■ FRAGMENTO PROPUESTO ■
———
La acción del gobierno nacional se ha encuadrado dentro de los términos de la Constitución, violada abiertamente por quienes quieren dividir el Estado al margen de toda norma legal. Es más, hicieron un remedo de referéndum, declarado nulo por la Justicia y, luego de piruetas mamarrachescas, terminaron declarando una independencia jurídica y políticamente inexistente. El camino propuesto, de cesar al gobierno catalán automarginalizado, no solo es constitucional sino que además es democrático, porque se convoca a unas elecciones autonómicas para el mes de diciembre a fin de que Cataluña retorne a la legalidad y el debate que pueda existir se encauce por los senderos de la regularidad.
———
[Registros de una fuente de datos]
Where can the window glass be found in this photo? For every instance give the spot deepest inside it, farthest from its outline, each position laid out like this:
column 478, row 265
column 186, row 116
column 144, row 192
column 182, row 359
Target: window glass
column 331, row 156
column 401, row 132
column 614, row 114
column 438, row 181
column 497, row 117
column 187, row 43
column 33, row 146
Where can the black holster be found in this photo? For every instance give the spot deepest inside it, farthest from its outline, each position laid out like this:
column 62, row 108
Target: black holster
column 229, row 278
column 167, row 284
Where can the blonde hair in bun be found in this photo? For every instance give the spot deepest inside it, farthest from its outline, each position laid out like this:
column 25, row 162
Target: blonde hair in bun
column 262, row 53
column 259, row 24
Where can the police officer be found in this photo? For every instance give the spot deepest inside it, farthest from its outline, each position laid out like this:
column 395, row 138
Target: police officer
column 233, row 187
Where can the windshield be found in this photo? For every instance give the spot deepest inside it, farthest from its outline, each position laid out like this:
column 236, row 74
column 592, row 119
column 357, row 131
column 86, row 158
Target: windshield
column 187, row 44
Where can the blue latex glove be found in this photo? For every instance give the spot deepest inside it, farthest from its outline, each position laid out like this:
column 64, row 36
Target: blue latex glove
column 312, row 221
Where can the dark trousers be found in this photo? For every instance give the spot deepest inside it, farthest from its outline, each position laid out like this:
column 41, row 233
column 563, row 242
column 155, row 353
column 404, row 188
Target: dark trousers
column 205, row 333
———
■ POR HACER ■
#1 Según el fragmento sobre Cataluña, ¿para qué mes se convocan las elecciones autonómicas?
#2 Continúa el fragmento sobre Cataluña a partir de su última oración.

■ RESPUESTAS ■
#1 Para el mes de diciembre.

#2
Lo triste de la situación es que, aunque el Estado de Derecho prevalezca, como prevalecerá, los rencores que se han desatado, dividiendo hasta las familias, necesitarán mucho tiempo para superarse. Del mismo modo, la vida empresarial también sufrirá las consecuencias de toda esta deriva emocional provocada por una conducción demagógica que llevó a Cataluña a poner en riesgo toda la autonomía y prosperidad de que ha disfrutado estos años.

Por España, por toda la democracia occidental, anhelamos que todo se encauce. Será difícil, pero llegará, porque es impensable que ese país que tanto nos inspiró con su transición de la dictadura a la democracia, pueda caer en una división antihistórica y reaccionaria.